電子帳簿等保存の対応システムに必要な要件
では実際にシステムを導入するには、何を基準に選べばいいのか。最低限、以下の要件を満たす検索機能を確保する必要がある。
1.取引年月日、取引金額、取引先の項目での検索ができる
2.日付または金額の範囲指定での検索ができる
3.2つ以上の任意の記録項目を組み合わせた条件での検索ができる
例として、請求書発行・受取システムにあると便利な機能や条件を挙げるので、システム選びの参考にしてほしい。
・JIIMA(公益社団法人日本文書情報マネジメント協会)認証の「電子取引ソフト法的要件認証制度」取得
・電子帳簿保存法に対応
・インボイス制度(2023年10月から施行)に対応
・インターネット上での請求書の発行・受取
・関連書類(稟議書、領収書など)の添付
・支払通知書の自動発行
・CSV出力で会計システム・販売管理システムと連携
・公共料金(運輸、電話など)などの請求書の自動取込み
・豊富な検索項目(日付、取引先、件名など)
このほか、既存システムとデータ連携できことも重要だ。既に何かしらのシステムを導入しており、新たに連携させたい場合、互換性の有無の問題が出て来る。導入候補のシステムの選択ができたら、忘れずにサービス提供会社に問い合わせをしよう。
これらの機能や条件を備えた電子帳簿等保存対応の請求書発行・受取システムのひとつに『BtoBプラットフォーム請求書』がある。取引先とクラウド上で請求書のやりとりができるほか、フォーマットが異なる紙の請求書でも、AIが自動的に読み取って電子データ化、保存できる「AI-OCR」機能が搭載されている。
猶予期間の今がシステム導入のチャンス
飲食店の場合、国税関係帳簿書類の対象となるのは、発注書や領収書、取引先からの請求書などがほとんどだろう。また、相手の取引先から受け取る書類も、紙に代わってEメールに添付したPDFで送られてくるケースが増えてきているのではないだろうか。
すでに2022年1月から紙以外で受け取った書類は電子システムで保存することが義務付けられており、2023年12月31日には紙保存の猶予期間が終わる。2023年10月からは「インボイス制度」も始まる。将来的には、すべての国税関係帳簿の電子化保存が義務付けられる可能性も考えられる。
猶予期間である今のうちに電子帳簿保存法やインボイス制度に対応した請求書発行・受取システムに切り替えることが必要だろう。

作業指示:
[a] 抜粋本文によると、紙保存の猶予期間が終わるのはいつですか。
[b] 抜粋本文の「このほか、既存システムとデー」から「きているのではないだろうか。」までを、「きているのではないだろうか。」も含めてそのまま書き写してください。

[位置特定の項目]
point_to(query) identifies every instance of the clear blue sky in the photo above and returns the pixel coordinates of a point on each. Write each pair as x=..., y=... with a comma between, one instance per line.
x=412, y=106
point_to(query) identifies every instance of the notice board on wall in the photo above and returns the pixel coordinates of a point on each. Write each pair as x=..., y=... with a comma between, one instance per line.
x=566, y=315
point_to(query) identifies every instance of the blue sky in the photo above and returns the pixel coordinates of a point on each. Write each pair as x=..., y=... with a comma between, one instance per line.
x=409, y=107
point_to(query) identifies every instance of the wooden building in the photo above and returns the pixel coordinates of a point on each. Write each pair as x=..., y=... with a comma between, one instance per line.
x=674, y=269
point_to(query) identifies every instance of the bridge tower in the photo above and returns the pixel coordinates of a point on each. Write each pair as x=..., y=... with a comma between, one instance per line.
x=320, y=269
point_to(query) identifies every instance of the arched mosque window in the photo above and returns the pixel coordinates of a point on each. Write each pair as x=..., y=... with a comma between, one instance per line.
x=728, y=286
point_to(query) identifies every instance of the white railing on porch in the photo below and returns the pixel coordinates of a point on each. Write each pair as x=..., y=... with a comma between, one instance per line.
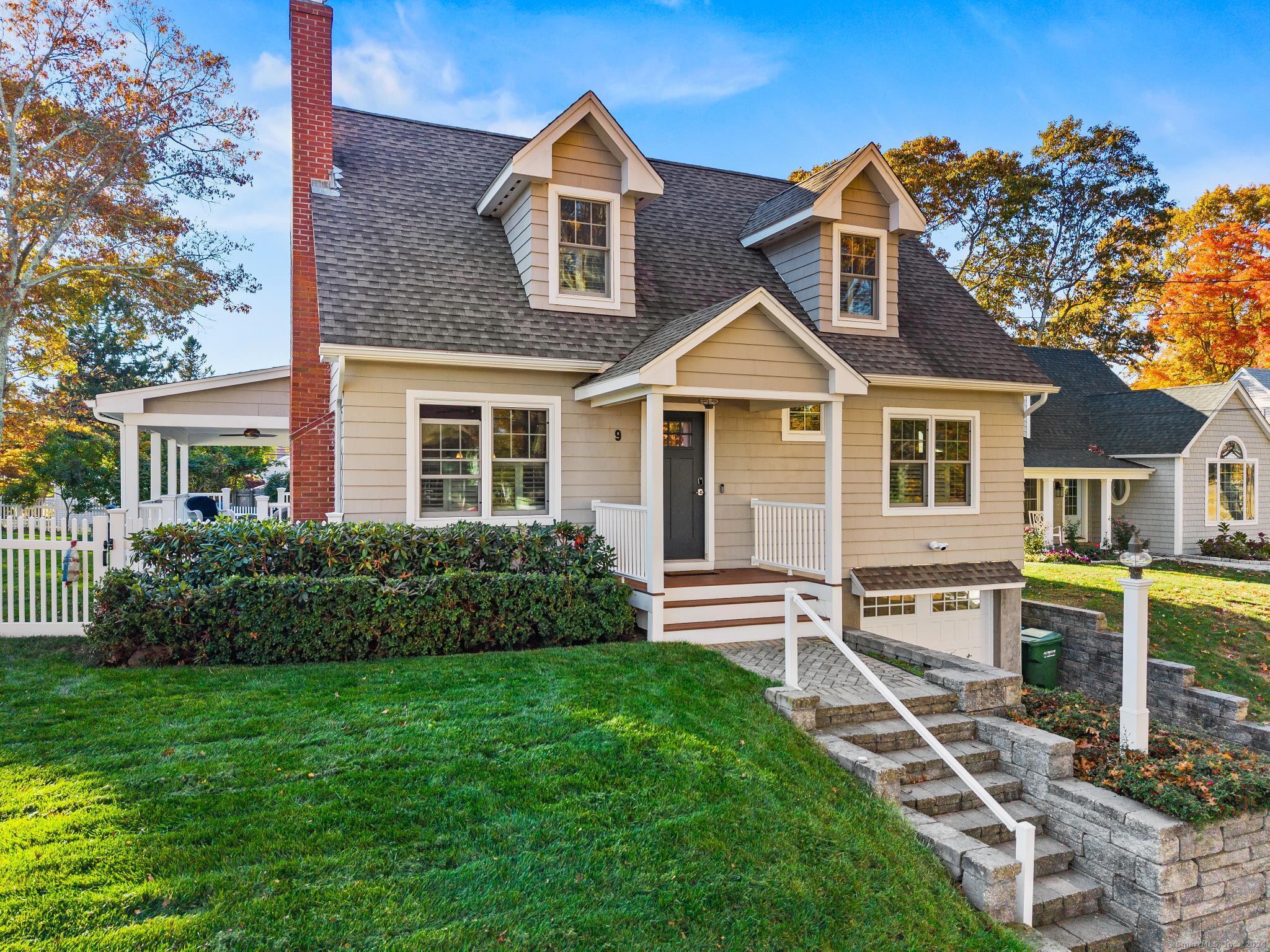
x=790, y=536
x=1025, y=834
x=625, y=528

--

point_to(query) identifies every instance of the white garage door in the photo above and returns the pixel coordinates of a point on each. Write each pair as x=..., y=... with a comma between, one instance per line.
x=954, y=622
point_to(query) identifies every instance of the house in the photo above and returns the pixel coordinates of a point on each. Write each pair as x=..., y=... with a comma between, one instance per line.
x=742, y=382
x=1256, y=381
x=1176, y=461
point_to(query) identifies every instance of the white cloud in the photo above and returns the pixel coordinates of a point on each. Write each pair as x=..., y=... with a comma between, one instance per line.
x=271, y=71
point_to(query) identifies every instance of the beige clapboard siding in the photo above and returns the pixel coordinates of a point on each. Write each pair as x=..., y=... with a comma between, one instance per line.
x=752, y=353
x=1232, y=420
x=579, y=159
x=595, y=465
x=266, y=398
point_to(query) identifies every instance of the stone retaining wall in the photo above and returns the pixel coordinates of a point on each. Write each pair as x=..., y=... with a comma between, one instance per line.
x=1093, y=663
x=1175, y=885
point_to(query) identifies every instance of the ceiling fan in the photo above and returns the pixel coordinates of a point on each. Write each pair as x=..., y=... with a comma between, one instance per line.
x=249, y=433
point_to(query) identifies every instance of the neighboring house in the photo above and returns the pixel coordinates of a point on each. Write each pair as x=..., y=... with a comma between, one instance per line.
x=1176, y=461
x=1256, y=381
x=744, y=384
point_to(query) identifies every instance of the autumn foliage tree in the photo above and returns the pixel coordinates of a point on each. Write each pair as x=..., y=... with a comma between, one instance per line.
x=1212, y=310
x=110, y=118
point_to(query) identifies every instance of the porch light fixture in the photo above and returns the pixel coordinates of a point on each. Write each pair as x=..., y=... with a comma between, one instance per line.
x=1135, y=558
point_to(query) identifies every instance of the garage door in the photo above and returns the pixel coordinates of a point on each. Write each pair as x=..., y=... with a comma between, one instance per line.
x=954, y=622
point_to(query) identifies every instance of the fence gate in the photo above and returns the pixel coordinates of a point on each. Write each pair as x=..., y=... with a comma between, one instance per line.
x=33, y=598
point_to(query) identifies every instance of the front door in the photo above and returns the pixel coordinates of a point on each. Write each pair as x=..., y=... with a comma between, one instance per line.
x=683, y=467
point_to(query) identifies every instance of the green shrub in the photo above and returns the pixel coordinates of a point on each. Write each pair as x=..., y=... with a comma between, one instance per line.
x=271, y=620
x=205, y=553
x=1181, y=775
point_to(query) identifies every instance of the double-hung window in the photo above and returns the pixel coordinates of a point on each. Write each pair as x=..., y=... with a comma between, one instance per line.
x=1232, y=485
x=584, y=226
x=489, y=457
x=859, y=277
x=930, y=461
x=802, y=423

---

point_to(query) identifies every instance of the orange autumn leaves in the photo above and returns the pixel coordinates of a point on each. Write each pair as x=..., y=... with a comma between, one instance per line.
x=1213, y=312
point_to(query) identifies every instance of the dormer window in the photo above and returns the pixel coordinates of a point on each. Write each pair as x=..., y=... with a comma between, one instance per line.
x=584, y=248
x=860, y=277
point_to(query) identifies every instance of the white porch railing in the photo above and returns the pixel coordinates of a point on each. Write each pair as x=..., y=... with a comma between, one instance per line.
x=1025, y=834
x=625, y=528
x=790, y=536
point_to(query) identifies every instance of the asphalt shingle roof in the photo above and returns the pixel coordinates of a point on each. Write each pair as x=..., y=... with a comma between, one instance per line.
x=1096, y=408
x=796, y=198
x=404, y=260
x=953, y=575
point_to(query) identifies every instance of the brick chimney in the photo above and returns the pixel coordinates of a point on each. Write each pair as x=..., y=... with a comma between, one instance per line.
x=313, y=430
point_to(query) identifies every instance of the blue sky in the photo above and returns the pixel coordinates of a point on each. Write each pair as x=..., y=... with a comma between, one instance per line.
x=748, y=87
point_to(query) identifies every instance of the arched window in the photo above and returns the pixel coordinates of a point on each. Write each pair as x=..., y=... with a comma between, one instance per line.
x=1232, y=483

解答:
[a] 2023年12月31日。

[b]
このほか、既存システムとデータ連携できことも重要だ。既に何かしらのシステムを導入しており、新たに連携させたい場合、互換性の有無の問題が出て来る。導入候補のシステムの選択ができたら、忘れずにサービス提供会社に問い合わせをしよう。
これらの機能や条件を備えた電子帳簿等保存対応の請求書発行・受取システムのひとつに『BtoBプラットフォーム請求書』がある。取引先とクラウド上で請求書のやりとりができるほか、フォーマットが異なる紙の請求書でも、AIが自動的に読み取って電子データ化、保存できる「AI-OCR」機能が搭載されている。
猶予期間の今がシステム導入のチャンス
飲食店の場合、国税関係帳簿書類の対象となるのは、発注書や領収書、取引先からの請求書などがほとんどだろう。また、相手の取引先から受け取る書類も、紙に代わってEメールに添付したPDFで送られてくるケースが増えてきているのではないだろうか。